What to produce: Gather from the material every line that contains the string "foreground".

Supplied records:

+ + +

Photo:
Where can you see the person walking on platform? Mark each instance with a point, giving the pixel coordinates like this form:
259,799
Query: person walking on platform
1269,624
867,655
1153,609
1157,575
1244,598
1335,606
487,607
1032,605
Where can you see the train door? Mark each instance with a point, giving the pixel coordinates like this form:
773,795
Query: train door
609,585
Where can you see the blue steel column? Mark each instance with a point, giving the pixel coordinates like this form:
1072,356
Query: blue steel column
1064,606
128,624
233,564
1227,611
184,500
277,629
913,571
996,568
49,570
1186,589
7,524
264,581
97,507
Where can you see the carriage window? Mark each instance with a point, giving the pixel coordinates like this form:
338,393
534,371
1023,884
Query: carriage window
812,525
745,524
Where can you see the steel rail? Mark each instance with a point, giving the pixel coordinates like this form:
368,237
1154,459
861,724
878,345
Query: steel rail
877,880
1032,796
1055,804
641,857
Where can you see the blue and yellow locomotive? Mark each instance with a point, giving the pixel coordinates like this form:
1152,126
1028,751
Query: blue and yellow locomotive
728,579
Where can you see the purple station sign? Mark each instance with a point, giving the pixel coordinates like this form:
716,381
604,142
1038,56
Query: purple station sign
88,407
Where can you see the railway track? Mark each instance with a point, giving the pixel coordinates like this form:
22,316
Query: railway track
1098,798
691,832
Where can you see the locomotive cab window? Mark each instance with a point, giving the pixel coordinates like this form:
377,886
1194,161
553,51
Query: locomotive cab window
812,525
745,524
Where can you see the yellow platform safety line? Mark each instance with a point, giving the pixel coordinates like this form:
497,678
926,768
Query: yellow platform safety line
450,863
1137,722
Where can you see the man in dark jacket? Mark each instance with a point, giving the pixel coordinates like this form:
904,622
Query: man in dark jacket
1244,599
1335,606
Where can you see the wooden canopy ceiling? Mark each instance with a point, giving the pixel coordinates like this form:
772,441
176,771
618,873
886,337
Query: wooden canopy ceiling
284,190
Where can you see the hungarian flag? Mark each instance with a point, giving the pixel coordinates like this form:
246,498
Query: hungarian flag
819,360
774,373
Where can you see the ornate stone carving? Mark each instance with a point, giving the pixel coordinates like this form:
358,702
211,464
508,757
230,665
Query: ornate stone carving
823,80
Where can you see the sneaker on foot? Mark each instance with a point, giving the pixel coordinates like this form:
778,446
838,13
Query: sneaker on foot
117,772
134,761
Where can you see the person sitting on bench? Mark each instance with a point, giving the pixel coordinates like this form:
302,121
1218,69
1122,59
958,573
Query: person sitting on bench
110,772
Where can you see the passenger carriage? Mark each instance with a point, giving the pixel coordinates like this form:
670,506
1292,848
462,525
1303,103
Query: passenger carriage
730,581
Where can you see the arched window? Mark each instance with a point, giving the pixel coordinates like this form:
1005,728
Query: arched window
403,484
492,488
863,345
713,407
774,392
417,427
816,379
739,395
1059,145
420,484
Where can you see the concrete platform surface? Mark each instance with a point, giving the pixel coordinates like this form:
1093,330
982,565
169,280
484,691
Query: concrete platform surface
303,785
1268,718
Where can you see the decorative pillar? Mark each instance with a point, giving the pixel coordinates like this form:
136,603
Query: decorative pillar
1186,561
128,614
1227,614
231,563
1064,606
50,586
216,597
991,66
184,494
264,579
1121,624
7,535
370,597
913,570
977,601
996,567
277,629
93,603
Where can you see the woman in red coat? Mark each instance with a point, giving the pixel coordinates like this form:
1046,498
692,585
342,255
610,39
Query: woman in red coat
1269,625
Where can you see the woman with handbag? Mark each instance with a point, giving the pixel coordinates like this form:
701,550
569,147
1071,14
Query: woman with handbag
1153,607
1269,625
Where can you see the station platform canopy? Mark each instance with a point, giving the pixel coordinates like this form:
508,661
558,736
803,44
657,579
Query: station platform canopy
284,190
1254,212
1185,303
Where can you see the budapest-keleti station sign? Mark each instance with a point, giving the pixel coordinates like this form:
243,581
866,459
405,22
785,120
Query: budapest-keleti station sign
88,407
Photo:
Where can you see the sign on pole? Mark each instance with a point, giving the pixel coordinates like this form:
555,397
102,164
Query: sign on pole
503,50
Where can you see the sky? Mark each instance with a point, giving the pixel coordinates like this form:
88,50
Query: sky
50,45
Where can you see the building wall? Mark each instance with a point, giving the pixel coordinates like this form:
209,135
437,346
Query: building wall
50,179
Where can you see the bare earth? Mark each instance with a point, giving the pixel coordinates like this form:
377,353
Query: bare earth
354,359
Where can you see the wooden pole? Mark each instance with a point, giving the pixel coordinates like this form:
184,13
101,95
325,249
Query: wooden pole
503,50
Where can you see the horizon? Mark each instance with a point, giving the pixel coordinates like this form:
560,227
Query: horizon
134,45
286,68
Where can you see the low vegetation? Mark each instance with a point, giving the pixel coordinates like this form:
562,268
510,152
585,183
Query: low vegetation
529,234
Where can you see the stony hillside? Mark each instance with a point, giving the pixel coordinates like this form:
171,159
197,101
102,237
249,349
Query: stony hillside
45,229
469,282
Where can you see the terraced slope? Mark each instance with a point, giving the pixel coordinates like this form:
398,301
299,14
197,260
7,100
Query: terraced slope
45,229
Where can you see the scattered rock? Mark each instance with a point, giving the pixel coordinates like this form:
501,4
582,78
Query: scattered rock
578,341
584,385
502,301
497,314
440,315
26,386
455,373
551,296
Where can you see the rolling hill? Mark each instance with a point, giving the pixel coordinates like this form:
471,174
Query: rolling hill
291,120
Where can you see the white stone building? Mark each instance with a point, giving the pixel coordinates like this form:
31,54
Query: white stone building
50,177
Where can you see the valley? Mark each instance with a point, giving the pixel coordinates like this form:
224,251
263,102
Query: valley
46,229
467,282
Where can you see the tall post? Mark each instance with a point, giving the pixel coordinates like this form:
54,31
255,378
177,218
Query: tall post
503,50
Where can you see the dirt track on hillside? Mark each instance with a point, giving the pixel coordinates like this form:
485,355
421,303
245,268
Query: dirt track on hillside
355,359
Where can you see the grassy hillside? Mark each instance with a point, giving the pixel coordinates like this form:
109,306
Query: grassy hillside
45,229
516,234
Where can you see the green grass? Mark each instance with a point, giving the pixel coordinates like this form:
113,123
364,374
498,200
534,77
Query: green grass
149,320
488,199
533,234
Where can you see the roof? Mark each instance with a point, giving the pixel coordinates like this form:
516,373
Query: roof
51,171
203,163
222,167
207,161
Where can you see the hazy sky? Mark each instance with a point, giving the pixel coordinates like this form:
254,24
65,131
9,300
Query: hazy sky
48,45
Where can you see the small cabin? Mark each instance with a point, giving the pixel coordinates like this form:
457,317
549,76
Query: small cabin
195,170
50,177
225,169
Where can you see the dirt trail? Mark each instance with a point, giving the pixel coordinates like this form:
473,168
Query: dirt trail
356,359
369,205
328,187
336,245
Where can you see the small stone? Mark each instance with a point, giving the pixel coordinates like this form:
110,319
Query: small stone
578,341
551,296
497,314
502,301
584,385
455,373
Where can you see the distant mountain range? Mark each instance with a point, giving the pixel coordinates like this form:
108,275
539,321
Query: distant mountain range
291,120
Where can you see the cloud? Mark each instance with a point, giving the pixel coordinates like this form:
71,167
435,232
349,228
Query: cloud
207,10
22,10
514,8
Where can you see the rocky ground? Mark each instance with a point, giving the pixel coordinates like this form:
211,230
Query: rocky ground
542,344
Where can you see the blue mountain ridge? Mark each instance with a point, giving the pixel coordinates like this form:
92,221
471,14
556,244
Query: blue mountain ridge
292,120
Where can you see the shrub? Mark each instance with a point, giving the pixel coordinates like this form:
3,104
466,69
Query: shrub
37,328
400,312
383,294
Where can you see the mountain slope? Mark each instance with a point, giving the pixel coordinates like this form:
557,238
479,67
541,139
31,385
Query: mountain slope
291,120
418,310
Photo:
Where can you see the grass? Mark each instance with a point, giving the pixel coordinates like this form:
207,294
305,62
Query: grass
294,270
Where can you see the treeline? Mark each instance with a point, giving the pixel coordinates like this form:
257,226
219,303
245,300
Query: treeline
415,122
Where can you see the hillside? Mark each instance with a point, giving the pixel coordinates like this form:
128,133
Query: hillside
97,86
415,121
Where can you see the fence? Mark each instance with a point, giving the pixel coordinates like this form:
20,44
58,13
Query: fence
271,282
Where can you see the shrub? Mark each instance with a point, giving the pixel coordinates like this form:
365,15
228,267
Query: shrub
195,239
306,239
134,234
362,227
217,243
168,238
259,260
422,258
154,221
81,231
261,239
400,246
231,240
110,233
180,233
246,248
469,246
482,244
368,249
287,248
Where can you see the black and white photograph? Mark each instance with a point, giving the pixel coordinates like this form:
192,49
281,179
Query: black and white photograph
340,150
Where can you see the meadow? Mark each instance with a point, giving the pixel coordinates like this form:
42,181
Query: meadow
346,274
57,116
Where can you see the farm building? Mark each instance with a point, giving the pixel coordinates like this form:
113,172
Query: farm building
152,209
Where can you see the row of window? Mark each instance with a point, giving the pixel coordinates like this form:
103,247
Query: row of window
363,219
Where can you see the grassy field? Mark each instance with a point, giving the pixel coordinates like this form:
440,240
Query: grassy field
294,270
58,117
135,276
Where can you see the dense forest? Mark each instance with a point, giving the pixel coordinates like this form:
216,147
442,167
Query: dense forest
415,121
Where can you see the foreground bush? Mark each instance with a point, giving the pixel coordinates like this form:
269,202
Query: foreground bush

+ + +

Reply to the exercise:
Where can you see the foreground bush? Mark each instance with a point, giving the pixel coordinates like this form:
Query: foreground bush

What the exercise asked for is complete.